Text extract:
----------

Same structure. Arch keeps the package updated frequently.

Debian / Ubuntu:

sudo apt install dnscrypt-proxy

Warning: versions in Debian/Ubuntu repositories may be outdated. Check with dnscrypt-proxy --version and compare with releases on GitHub. If significantly behind, install manually via the GitHub binary.

Getting the NextDNS stamp

Two methods:

Method 1 (recommended): go to my.nextdns.io, navigate to Setup Guide, select Linux or Routers, and copy the stamp from the DNSCrypt section. It already includes your config ID.

Method 2 (manual): go to dnscrypt.info/stamps and fill in:

Copy the resulting stamp (sdns://...).

To identify the machine in the NextDNS dashboard, add the device name to the path: /abc123/fedora-desktop.

Configuration

Edit the main file:

sudo vim /etc/dnscrypt-proxy/dnscrypt-proxy.toml

Essential settings:

# Listen address
listen_addresses = ['127.0.0.1:53', '[::1]:53']

# Force exclusive use of NextDNS
server_names = ['nextdns']

# Enable IPv6 if your network supports it
ipv6_servers = false

# Require DNSSEC, no-log, and no-filter
require_dnssec = true
require_nofilter = false
require_nolog = true

# Local cache
cache = true
cache_size = 4096
cache_min_ttl = 2400
cache_max_ttl = 86400

# Disable automatic download of public lists
# (we want ONLY NextDNS)
# Comment out or remove [sources] sections if they exist:
# [sources]
#   [sources.'public-resolvers']
#     ...
#   [sources.'relays']
#     ...

----------

Material:
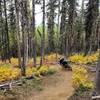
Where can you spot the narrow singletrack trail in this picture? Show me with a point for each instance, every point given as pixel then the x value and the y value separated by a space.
pixel 55 87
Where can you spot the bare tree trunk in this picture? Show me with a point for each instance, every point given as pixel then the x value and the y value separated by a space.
pixel 33 32
pixel 7 34
pixel 18 32
pixel 43 36
pixel 98 65
pixel 25 30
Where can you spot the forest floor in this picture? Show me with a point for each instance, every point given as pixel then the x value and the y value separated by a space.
pixel 55 87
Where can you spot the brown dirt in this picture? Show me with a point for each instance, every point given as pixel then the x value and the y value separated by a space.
pixel 55 87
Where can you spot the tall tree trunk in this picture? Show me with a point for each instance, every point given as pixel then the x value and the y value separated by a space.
pixel 63 26
pixel 18 32
pixel 25 30
pixel 91 17
pixel 71 21
pixel 7 45
pixel 43 36
pixel 33 33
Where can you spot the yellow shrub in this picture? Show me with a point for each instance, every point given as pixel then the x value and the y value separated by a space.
pixel 9 73
pixel 81 59
pixel 14 61
pixel 43 70
pixel 30 71
pixel 80 78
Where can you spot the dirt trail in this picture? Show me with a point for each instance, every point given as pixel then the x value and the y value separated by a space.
pixel 56 87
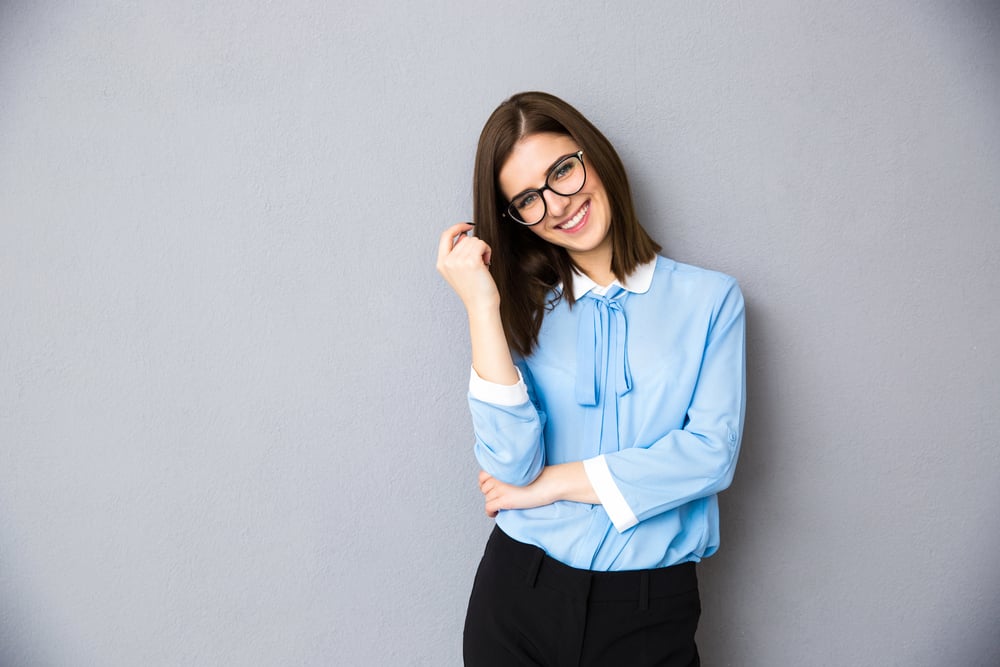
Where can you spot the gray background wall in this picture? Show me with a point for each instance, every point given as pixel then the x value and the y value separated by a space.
pixel 232 388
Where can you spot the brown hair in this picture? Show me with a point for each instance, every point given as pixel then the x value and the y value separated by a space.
pixel 525 267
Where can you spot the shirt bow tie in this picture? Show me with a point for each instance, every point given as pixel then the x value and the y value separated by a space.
pixel 602 335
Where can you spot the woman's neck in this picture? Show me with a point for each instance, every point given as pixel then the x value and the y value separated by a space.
pixel 596 265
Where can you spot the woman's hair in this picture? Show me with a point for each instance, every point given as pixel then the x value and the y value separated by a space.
pixel 525 267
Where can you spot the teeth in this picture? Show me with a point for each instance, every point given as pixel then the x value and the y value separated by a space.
pixel 575 220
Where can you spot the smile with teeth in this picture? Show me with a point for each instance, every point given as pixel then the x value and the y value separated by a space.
pixel 572 223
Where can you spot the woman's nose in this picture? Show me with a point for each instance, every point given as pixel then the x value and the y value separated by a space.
pixel 555 203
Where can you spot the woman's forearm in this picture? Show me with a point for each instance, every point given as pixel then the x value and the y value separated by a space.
pixel 564 481
pixel 490 355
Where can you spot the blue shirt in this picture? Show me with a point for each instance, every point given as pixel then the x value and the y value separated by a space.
pixel 645 383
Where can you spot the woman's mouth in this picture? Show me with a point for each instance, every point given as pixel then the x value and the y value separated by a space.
pixel 577 221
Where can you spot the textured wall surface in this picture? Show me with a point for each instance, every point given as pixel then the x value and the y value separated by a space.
pixel 232 387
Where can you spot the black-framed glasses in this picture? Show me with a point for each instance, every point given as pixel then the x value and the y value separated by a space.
pixel 565 178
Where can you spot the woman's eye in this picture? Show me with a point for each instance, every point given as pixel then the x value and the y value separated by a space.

----------

Problems to work on:
(1) In the dnscrypt-proxy guide, which section of the NextDNS setup page does Method 1 say to copy the stamp from?
(2) Retype the passage from the dnscrypt-proxy guide starting with "Same structure. Arch" and going on through "your config ID.".

Task solutions:
(1) The DNSCrypt section.

(2)
Same structure. Arch keeps the package updated frequently.

Debian / Ubuntu:

sudo apt install dnscrypt-proxy

Warning: versions in Debian/Ubuntu repositories may be outdated. Check with dnscrypt-proxy --version and compare with releases on GitHub. If significantly behind, install manually via the GitHub binary.

Getting the NextDNS stamp

Two methods:

Method 1 (recommended): go to my.nextdns.io, navigate to Setup Guide, select Linux or Routers, and copy the stamp from the DNSCrypt section. It already includes your config ID.